Problem statement: Whatever appears in the data below, copy it exactly.

** Data records follows **

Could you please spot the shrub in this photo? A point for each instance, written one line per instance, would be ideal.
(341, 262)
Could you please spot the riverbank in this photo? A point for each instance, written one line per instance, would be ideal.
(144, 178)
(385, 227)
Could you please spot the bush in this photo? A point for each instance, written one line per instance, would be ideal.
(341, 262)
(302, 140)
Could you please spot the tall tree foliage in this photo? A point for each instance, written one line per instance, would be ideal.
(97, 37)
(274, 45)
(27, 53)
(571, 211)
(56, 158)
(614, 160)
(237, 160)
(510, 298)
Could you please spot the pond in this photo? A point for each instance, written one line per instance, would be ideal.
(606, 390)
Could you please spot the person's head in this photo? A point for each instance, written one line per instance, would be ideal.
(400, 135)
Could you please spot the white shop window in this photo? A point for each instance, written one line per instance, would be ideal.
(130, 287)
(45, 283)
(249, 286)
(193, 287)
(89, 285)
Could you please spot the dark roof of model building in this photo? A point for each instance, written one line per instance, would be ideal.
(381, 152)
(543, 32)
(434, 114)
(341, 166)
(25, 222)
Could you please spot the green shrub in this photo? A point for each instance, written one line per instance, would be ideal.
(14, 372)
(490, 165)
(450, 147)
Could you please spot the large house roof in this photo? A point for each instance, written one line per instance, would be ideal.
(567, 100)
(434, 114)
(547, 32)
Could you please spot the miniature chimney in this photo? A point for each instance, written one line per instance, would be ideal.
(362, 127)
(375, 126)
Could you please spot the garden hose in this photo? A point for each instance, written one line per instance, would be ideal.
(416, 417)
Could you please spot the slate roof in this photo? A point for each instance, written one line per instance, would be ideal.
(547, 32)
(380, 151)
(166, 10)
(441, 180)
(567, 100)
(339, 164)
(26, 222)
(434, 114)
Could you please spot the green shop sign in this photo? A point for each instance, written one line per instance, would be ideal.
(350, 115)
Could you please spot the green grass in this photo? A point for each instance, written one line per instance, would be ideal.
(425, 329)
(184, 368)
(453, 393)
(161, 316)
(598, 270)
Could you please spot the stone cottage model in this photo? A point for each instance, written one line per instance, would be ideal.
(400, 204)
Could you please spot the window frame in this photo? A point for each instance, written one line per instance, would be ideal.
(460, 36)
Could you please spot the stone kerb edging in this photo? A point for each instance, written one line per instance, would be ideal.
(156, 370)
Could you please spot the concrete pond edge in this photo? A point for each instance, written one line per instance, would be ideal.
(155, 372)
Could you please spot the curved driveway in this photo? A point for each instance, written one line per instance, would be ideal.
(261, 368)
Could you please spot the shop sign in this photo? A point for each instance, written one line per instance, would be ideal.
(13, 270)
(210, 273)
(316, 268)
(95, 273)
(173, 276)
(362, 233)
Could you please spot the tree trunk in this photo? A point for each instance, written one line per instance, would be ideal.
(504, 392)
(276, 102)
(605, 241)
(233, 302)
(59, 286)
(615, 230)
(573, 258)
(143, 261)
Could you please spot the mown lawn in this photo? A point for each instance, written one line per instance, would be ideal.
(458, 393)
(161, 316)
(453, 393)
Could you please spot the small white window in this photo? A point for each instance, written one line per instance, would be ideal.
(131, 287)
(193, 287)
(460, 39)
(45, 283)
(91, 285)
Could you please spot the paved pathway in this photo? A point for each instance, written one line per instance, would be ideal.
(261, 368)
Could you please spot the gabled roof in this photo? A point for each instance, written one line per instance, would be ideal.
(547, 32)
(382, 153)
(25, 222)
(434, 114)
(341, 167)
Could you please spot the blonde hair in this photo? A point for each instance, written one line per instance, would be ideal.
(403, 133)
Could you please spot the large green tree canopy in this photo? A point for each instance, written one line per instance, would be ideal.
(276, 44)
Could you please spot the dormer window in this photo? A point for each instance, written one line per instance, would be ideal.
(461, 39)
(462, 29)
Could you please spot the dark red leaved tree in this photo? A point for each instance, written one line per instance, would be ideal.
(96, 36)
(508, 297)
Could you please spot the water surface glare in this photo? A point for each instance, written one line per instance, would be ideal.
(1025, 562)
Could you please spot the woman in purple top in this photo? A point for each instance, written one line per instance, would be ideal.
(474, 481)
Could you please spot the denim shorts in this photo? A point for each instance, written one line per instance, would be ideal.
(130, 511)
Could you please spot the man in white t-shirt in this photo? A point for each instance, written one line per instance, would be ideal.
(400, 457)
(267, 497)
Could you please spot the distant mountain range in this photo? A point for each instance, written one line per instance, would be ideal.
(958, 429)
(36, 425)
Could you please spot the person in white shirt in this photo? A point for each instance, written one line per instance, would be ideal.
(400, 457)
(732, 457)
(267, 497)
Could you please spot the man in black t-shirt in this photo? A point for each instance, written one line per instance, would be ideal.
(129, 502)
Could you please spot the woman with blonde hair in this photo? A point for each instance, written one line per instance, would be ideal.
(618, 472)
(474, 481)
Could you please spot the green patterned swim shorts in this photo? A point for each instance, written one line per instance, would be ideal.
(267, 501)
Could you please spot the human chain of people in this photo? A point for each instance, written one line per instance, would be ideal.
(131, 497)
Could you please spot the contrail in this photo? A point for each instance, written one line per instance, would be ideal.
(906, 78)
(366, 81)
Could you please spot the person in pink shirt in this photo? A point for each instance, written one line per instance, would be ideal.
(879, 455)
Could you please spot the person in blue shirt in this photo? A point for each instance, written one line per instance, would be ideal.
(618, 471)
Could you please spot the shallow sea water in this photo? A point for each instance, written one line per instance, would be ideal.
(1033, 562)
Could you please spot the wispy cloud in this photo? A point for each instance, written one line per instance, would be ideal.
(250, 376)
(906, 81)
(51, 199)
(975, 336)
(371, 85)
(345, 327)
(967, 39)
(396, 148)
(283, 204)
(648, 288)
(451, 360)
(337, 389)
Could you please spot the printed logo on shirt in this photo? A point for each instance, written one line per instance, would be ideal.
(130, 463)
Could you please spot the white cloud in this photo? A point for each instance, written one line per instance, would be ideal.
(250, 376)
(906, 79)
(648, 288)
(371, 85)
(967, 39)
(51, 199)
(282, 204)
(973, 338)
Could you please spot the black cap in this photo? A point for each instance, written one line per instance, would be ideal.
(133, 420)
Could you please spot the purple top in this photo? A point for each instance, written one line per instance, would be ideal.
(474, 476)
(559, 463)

** End of Data records **

Reply to the task:
Could you please spot the shrub in this photo? A point for each instance, written one line per instance, would be ideal.
(341, 262)
Could you please spot the riverbank in this photo? A point for each instance, written one line per instance, would be ideal.
(144, 178)
(385, 227)
Could you please spot the bush in this photo? A point for each instance, written one line per instance, would be ideal.
(341, 262)
(302, 140)
Could you please spot the tall tree foliage in this photo? A point for each instance, written one line per instance, would be ideal.
(97, 37)
(274, 45)
(27, 53)
(571, 211)
(56, 158)
(614, 160)
(237, 160)
(510, 298)
Could you please spot the pond in this photo? A point for each instance, written one line per instance, would be ideal.
(606, 390)
Could you please spot the person's head in this photo? A point for each instance, written one line per instance, would be ideal.
(400, 135)
Could you please spot the white shop window in this photo? A point for each instance, written one line per instance, would be ideal.
(130, 287)
(45, 283)
(249, 286)
(193, 287)
(89, 285)
Could you please spot the dark roof of model building in this photo? A point for each instance, written one line per instance, would be ideal.
(381, 152)
(543, 32)
(434, 114)
(341, 166)
(25, 222)
Could you please spot the green shrub in this photo? A point for each instance, written one line per instance, would be ideal.
(14, 372)
(490, 165)
(450, 147)
Could you please spot the large house roof in this photo? A point for each instance, written one line per instance, would be ideal.
(567, 100)
(434, 114)
(547, 32)
Could you please spot the miniature chimney in this photo? A point for each instance, written one line per instance, would be ideal.
(362, 127)
(375, 126)
Could you please spot the garden hose in this photo? A point for each instance, written one line per instance, would be ideal.
(416, 417)
Could you please spot the slate roof in this photo? A point for each instance, written one line per instance, would be ideal.
(547, 32)
(380, 151)
(166, 10)
(441, 180)
(567, 100)
(339, 164)
(26, 222)
(434, 114)
Could you please spot the green shop sign in this photo? A point for each instance, written one line per instance, would be ideal.
(350, 115)
Could you please spot the green grass in this photo? A point for each instance, written one line per instance, would be ideal.
(425, 329)
(184, 368)
(453, 393)
(161, 316)
(598, 270)
Could you please spot the stone cottage model in this photo? A point for each instance, written one line per instance, would be ideal.
(400, 204)
Could you please spot the window frame in this photo? A point for each instance, written one line per instance, would be ideal.
(460, 36)
Could you please spot the stone kerb edging in this photo? A point for each instance, written one line per instance, would be ideal.
(156, 370)
Could you please spot the concrete pond edge in this photo? A point for each instance, written one line per instance, would be ideal.
(155, 372)
Could you please spot the curved driveway in this photo? A point for each instance, written one line per instance, would be ideal.
(261, 368)
Could you please spot the shop sign in this photo? A point for each instance, written one line per instance, would be ideal.
(13, 270)
(210, 273)
(316, 268)
(95, 273)
(173, 276)
(362, 233)
Could you please spot the tree trunk in this photo? A point for each instance, written one line per instance, would be ideal.
(504, 392)
(276, 102)
(605, 241)
(233, 302)
(59, 286)
(615, 230)
(573, 258)
(143, 261)
Could you please spot the mown lawn in this photo? A point for each instance, written one line per instance, would be ideal.
(458, 393)
(161, 316)
(453, 393)
Could you please spot the small white window in this photo? A point for each instance, written one line per instance, would be ideal.
(131, 287)
(193, 287)
(460, 39)
(45, 283)
(91, 285)
Could you please spot the paved pathway in this photo? A point for each instance, written one line per instance, would be ideal.
(261, 368)
Could you please spot the gabled roof in this photo? A point for each instance, written one line per instance, would be ideal.
(547, 32)
(382, 153)
(25, 222)
(434, 114)
(341, 167)
Could you please spot the blonde hair in this photo? A point for each instance, written one line per instance, would be ideal.
(403, 133)
Could you please spot the large green tree canopy in this photo? A point for each instance, written one line per instance, would be ideal.
(276, 44)
Could you please spot the dormer window in this photo? A point for each instance, written one line per instance, would be ideal.
(461, 39)
(462, 29)
Could you please spot the dark red leaved tree in this photo? A point for each instance, written one line per instance, would be ideal.
(96, 36)
(508, 297)
Could you please spot the water surface glare in this photo? A point for each instance, written one line per instance, would be ideal.
(1025, 562)
Could you please spot the woman in purple top in this photo? A point for each instance, written one line per instance, would be ideal.
(474, 481)
Could you please spot the denim shorts in this photo? A point for each instance, written one line per instance, would be ideal.
(130, 511)
Could you please spot the man in white t-shirt in this photo? A point for each instance, written one line per instance, would be ideal.
(400, 457)
(267, 497)
Could you please spot the distant mountain range in this photo? A point for each instance, written one line per instance, would be ideal.
(958, 429)
(36, 425)
Could you please spot the person in white shirt in this photo? A point for each instance, written one line per instance, would be ideal.
(400, 457)
(732, 457)
(267, 497)
Could you please spot the man in black t-shirt in this photo? A point for each instance, written one line per instance, would be ideal.
(129, 502)
Could you please spot the woman with blonde hair in this photo? A point for each instance, written one line per instance, would be ideal.
(618, 472)
(474, 481)
Could you please spot the green patterned swim shorts in this photo? A point for each instance, written one line per instance, would be ideal.
(267, 501)
Could you please spot the human chain of people in this photo? A point for each instance, written one line per instance, would be ideal.
(131, 497)
Could you please spot the contrail in this photo? A point for each instance, written one line per instance, would be ideal.
(906, 78)
(366, 81)
Could you please spot the person in pink shirt in this photo? A point for each instance, written one line per instance, would be ideal.
(879, 455)
Could you please spot the person in blue shirt in this photo? A point for each instance, written one line per instance, would be ideal.
(618, 471)
Could you please spot the shallow sea water in this photo? A point for each instance, written one line per instance, would be ideal.
(1033, 562)
Could you please spot the wispy cloud in this photo? A point for each instance, written one line per instance, would be ideal.
(250, 376)
(906, 81)
(51, 199)
(975, 336)
(371, 85)
(345, 327)
(967, 39)
(396, 148)
(283, 204)
(648, 288)
(451, 360)
(337, 389)
Could you please spot the printed logo on shirt in this photo? A point for each instance, written one line per instance, would be ideal.
(130, 463)
Could you please spot the white cloud in this photo? A point for each instance, written one line per instance, would be ideal.
(250, 376)
(906, 79)
(648, 288)
(371, 85)
(967, 39)
(51, 199)
(282, 204)
(973, 338)
Could you please spot the black cap in this photo? A point for each instance, written one line per instance, would be ideal.
(133, 420)
Could you please spot the purple top in this photo? A point for each instance, written one line per instance, would be ideal.
(474, 476)
(559, 463)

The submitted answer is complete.